*** Opening of SUPPLIED TEXT ***

MEDIATION

 

Attorney Pelczarski performs mediations to assist parties to resolve their disputes inexpensively and expeditiously in a comfortable informed setting. She earned certification as a mediator by the renowned Mediation Institute in 2008.

 

 WHAT IS MEDIATION?

 

Mediation is a voluntary process in which parties to a dispute come together to try to resolve their differences outside of court.  An impartial mediator, who remains neutral during the process, facilitates communications and negotiations between the parties to assist them in finding common ground and reaching resolution.

Mediation is a method of alternate dispute resolution that is growing in popularity.  It differs from arbitration, another common method of alternative dispute resolution, because arbitrators make decisions.  On the other hand, a mediator does not make any decision.  Nor does she take sides or represent any of the parties.

 

 

During a mediation, the mediator facilitates a discussion wherein parties are encouraged to explore common ground and consider a broad range of solutions.  In the process, the mediator provides the parties with opportunities to define and clarify the issues, and to identify their respective interests and goals.  The mediator helps the parties move through impasses, perform reality testing of solutions, understand different perspectives, and explore and assess possible monetary and non-monetary solutions, all in an effort to reach a satisfactory agreement.  Mediation can be effective in resolving virtually every kind of dispute, no matter how complex, and irrespective of the number of parties involved.  Mediations may occur as early as before litigation is instituted, or as late as after trial or during an appeal.

 

IMPORTANT ATTRIBUTES OF MEDIATION

 

Mediations are completely voluntary.  No one can be forced into a resolution.  Also, both (or all) parties must agree to participate in a mediation before it may occur.  They must also agree on a mediator.

Mediations are confidential.  Parties are required not to reveal anything that is said during a mediation.  Rules of evidence do not permit anything that is said in a mediation to be repeated in court.

Mediations are expeditious.  Most frequently, they are performed in the mediator’s office, and rarely do they last longer than one day.

 

WHY MEDIATION?

 

Costs Litigation can be prohibitively expensive, and the expenses do not only include lawyers’ fees.  Most trials require expert testimony, and experts can be very expensive.  Depositions and other pre-trial discovery can also be costly.  Ultimately, the winners are often the losers in terms of their time and the costs involved.  A mediation can provide a way of settling a matter before additional costs are incurred.

Time  Litigation is becoming increasingly protracted and drawn out.  It can take several years for a case to go to court.  If the decision is appealed, it can take one or more years for the appeal to be concluded.  Mediation provides a way to resolve the matter immediately.

*** Close of SUPPLIED TEXT ***
*** Opening of DATA LISTING ***

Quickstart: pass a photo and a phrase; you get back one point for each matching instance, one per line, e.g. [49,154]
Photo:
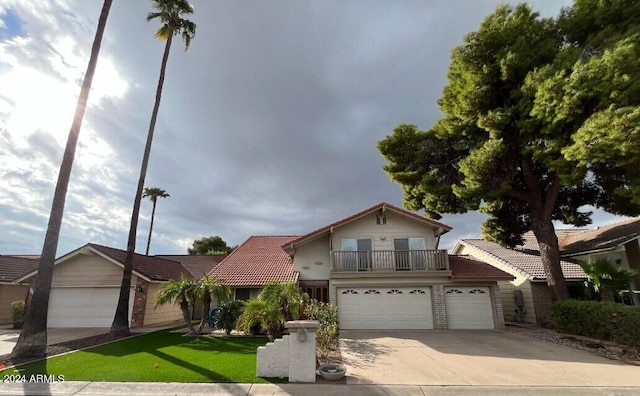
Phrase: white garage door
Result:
[83,306]
[385,308]
[469,308]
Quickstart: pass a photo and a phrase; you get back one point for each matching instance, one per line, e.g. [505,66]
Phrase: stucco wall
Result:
[9,294]
[163,313]
[382,235]
[507,289]
[542,300]
[88,270]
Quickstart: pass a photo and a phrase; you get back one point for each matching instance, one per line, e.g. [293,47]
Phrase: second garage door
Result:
[385,308]
[83,306]
[469,308]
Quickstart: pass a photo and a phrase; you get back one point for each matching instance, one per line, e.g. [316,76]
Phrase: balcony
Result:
[389,260]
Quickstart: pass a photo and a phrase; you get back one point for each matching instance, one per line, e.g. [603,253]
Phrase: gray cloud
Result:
[268,124]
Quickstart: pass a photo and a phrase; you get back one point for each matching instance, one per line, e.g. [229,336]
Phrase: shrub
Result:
[626,326]
[18,312]
[602,320]
[228,315]
[327,315]
[277,303]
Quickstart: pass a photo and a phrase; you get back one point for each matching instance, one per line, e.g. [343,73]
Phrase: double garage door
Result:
[84,306]
[411,308]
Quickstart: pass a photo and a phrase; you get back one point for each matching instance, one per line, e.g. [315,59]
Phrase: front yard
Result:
[157,357]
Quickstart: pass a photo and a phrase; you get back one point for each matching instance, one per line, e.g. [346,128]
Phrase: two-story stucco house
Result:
[381,267]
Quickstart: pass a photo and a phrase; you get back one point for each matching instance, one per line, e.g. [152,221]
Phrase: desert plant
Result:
[327,315]
[277,303]
[205,290]
[18,312]
[606,279]
[182,292]
[228,315]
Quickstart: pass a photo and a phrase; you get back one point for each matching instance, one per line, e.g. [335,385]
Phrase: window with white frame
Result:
[410,253]
[356,254]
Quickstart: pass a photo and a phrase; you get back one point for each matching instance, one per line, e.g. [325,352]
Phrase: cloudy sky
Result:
[268,124]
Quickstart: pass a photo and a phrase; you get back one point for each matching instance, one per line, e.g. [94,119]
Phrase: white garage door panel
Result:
[84,307]
[469,308]
[385,308]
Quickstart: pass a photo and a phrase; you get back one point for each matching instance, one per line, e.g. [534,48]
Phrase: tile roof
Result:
[367,211]
[154,268]
[530,243]
[257,261]
[601,238]
[582,240]
[198,264]
[528,265]
[468,267]
[15,267]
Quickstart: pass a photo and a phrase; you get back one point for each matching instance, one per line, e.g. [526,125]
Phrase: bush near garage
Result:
[601,320]
[327,315]
[228,315]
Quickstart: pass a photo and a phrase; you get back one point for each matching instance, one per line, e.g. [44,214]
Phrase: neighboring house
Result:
[381,267]
[617,242]
[13,268]
[86,286]
[527,297]
[198,265]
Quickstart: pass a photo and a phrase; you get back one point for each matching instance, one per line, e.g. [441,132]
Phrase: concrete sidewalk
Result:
[161,389]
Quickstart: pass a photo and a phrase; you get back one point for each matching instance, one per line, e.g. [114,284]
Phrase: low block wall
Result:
[293,356]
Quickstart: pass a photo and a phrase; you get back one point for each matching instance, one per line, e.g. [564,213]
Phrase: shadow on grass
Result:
[209,359]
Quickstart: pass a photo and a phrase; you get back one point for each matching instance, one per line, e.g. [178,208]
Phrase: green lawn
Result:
[178,358]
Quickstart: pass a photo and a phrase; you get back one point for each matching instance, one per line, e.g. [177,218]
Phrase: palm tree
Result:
[277,303]
[182,292]
[607,279]
[206,289]
[33,337]
[170,13]
[153,193]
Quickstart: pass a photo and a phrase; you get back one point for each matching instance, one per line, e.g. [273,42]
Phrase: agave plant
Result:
[277,303]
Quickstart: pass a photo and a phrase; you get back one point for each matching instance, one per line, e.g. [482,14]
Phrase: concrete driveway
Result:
[9,337]
[485,358]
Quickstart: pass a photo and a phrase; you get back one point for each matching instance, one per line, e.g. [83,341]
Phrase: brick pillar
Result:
[302,350]
[497,303]
[139,304]
[439,307]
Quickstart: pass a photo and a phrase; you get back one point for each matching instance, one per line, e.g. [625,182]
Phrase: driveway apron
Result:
[471,357]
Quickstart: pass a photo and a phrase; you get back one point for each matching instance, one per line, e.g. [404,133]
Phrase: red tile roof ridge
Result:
[468,243]
[367,211]
[475,268]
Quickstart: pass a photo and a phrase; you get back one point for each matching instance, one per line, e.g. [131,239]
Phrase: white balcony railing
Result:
[390,260]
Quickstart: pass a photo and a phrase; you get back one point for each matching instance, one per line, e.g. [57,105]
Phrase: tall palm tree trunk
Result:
[33,337]
[120,325]
[153,215]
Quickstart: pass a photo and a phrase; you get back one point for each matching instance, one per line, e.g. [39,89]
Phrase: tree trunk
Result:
[550,256]
[120,325]
[33,337]
[206,310]
[153,215]
[186,315]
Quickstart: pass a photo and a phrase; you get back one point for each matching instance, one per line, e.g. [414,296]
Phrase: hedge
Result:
[601,320]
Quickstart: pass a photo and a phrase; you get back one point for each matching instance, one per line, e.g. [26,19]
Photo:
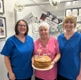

*** Close of DATA LISTING ***

» **EXERCISES TO COMPLETE**
A. Under the heading "IMPORTANT ATTRIBUTES OF MEDIATION" in the mediation text, which attributes of mediation are named?
B. According to the mediation text, in what year did Attorney Pelczarski earn certification as a mediator?
The rows have nothing to do with these tasks.

» **TASK SOLUTIONS**
A. Voluntary, confidential, expeditious

B. 2008